(Region annotation entries)
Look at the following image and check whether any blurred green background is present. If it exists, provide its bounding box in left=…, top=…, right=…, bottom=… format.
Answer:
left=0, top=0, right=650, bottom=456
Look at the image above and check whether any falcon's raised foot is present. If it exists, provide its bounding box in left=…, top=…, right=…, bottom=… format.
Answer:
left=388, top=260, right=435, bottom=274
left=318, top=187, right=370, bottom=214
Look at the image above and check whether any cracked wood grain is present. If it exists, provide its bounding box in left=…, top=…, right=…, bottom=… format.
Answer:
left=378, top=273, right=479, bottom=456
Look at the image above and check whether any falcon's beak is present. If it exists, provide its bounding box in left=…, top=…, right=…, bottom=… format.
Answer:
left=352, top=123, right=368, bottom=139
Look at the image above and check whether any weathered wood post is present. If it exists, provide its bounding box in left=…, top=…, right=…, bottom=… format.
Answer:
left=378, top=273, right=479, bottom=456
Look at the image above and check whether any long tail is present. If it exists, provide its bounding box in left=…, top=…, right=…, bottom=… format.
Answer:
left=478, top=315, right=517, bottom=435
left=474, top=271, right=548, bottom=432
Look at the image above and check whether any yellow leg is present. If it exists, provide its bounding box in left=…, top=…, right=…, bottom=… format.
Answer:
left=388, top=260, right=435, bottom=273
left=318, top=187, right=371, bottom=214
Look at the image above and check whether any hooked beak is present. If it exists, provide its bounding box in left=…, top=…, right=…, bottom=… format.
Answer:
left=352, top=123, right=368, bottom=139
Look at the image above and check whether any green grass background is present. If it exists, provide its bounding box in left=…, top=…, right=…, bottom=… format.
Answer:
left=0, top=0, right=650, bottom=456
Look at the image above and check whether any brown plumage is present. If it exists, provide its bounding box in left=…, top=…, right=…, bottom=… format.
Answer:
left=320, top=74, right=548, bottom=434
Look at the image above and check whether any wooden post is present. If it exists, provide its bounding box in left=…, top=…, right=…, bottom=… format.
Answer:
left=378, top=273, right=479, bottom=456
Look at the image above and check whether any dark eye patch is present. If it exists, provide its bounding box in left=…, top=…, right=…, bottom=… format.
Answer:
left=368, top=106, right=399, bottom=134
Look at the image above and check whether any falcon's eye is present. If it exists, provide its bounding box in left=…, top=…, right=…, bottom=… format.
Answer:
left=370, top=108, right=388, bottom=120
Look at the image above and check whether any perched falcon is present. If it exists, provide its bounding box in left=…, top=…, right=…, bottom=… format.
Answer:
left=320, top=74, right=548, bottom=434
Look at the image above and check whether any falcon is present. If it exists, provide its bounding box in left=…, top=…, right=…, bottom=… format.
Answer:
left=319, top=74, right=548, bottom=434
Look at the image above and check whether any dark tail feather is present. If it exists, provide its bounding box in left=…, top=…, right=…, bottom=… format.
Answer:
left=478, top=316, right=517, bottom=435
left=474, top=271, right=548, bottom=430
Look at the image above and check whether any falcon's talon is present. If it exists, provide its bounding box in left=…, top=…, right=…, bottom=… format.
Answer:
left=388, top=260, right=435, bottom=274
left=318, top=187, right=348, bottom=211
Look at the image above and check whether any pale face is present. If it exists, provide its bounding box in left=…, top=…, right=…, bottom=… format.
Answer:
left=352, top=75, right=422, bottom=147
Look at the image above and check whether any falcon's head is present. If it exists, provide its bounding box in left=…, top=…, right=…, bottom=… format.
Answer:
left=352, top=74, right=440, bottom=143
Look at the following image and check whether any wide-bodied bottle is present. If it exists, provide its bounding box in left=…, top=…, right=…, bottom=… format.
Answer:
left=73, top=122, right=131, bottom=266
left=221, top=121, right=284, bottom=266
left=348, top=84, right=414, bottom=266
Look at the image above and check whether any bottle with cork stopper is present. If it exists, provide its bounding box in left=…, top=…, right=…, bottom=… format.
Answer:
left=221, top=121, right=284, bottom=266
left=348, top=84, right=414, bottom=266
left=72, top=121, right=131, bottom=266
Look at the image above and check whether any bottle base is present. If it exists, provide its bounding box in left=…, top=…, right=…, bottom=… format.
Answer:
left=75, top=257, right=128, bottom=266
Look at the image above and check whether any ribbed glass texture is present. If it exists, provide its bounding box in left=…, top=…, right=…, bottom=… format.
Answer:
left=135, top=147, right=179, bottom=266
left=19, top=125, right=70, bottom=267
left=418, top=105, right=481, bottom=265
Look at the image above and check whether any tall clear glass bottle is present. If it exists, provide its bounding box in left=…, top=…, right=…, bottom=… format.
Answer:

**The exercise**: Can you write out the listing above again, switching every "check whether" to "determine whether" and leaving everything else unchanged?

**Written reply**:
Look at the following image and determine whether any blurred green background is present. If it exists, provide its bounding box in left=…, top=…, right=…, bottom=… format.
Answer:
left=0, top=0, right=650, bottom=456
Look at the image above and determine whether any falcon's raised foot is present. If it exists, provide its bounding box in left=…, top=…, right=…, bottom=… format.
Answer:
left=388, top=260, right=435, bottom=274
left=318, top=187, right=370, bottom=214
Look at the image above and determine whether any cracked wood grain is present. If it exists, provide its bounding box in left=…, top=…, right=…, bottom=… format.
Answer:
left=378, top=273, right=479, bottom=456
Look at the image above and determine whether any falcon's beak is present. If it exists, provide its bounding box in left=…, top=…, right=…, bottom=… format.
Answer:
left=352, top=123, right=368, bottom=139
Look at the image above and determine whether any weathered wood post is present. If it exists, provide its bounding box in left=…, top=…, right=…, bottom=… format.
Answer:
left=378, top=273, right=479, bottom=456
Look at the image above and determine whether any long tail is present. If it exists, provide its bounding box in left=…, top=…, right=…, bottom=… format.
Answer:
left=478, top=315, right=517, bottom=435
left=474, top=271, right=548, bottom=432
Look at the image above and determine whether any yellow leg is present. If it exists, provide its bounding box in left=…, top=…, right=…, bottom=… format.
Answer:
left=388, top=260, right=435, bottom=273
left=318, top=187, right=371, bottom=214
Look at the image above and determine whether any hooked beak is present. If it exists, provide its bounding box in left=…, top=…, right=…, bottom=… format.
Answer:
left=352, top=123, right=368, bottom=139
Look at the image above and determine whether any green grass background is present. If it exists, provide its bounding box in left=…, top=…, right=…, bottom=… format.
Answer:
left=0, top=0, right=650, bottom=456
Look at the image above and determine whether any brown plumage is present. If it exists, provide its bounding box in left=…, top=…, right=…, bottom=… format.
Answer:
left=320, top=74, right=548, bottom=434
Look at the image above and determine whether any wooden post is present. If it exists, provide its bounding box in left=…, top=…, right=…, bottom=… format.
Answer:
left=378, top=273, right=479, bottom=456
Look at the image above and determine whether any dark eye patch is present. If it exists, provide its bounding box in left=…, top=…, right=…, bottom=… format.
Answer:
left=368, top=106, right=399, bottom=134
Look at the image above and determine whether any falcon's eye is present. If it exists, provide its bounding box in left=…, top=…, right=…, bottom=… format.
Answer:
left=370, top=108, right=388, bottom=120
Look at the image above and determine whether any perched falcon is present. If it exists, provide its bounding box in left=…, top=…, right=…, bottom=… format.
Answer:
left=320, top=74, right=548, bottom=434
Look at the image above and determine whether any falcon is present. If it exists, provide its bounding box in left=…, top=…, right=…, bottom=… format.
Answer:
left=319, top=74, right=548, bottom=434
Look at the image above and determine whether any dark tail feather is present. If it exists, provide its bounding box in left=…, top=…, right=…, bottom=… format.
Answer:
left=478, top=316, right=517, bottom=435
left=474, top=271, right=548, bottom=430
Look at the image above and determine whether any falcon's talon is present. If it exists, provide its bounding box in left=…, top=…, right=…, bottom=… format.
Answer:
left=388, top=260, right=435, bottom=274
left=318, top=187, right=348, bottom=211
Look at the image above and determine whether any pale face is present. If it exists, provide its bounding box in left=…, top=…, right=…, bottom=… format.
Answer:
left=352, top=75, right=422, bottom=147
Look at the image above and determine whether any falcon's head is present. If it exists, provide its bounding box in left=…, top=…, right=…, bottom=… format.
Answer:
left=352, top=74, right=440, bottom=143
Look at the following image and determine whether any wide-bodied bottle is present. If it exists, provide its bounding box in left=…, top=…, right=…, bottom=… format.
Answer:
left=73, top=122, right=131, bottom=266
left=221, top=121, right=284, bottom=266
left=348, top=84, right=414, bottom=266
Look at the image above and determine whether any bottle with cork stopper is present. If it exists, provide its bounding box in left=…, top=…, right=…, bottom=… format.
Answer:
left=221, top=121, right=284, bottom=266
left=348, top=84, right=414, bottom=266
left=72, top=121, right=131, bottom=266
Look at the image above and determine whether any bottle base is present. If it exists, provide its bounding box in left=…, top=…, right=…, bottom=… format.
Answer:
left=75, top=257, right=128, bottom=266
Look at the image above and determine whether any ribbed glass texture is present. If it exists, provide its bounding box in left=…, top=…, right=…, bottom=… format.
Answer:
left=135, top=147, right=179, bottom=266
left=19, top=125, right=70, bottom=267
left=418, top=105, right=481, bottom=265
Look at the image above and determine whether any tall clear glass bottle is present. If it exists, provide its bounding box in left=…, top=…, right=…, bottom=… format.
Answer:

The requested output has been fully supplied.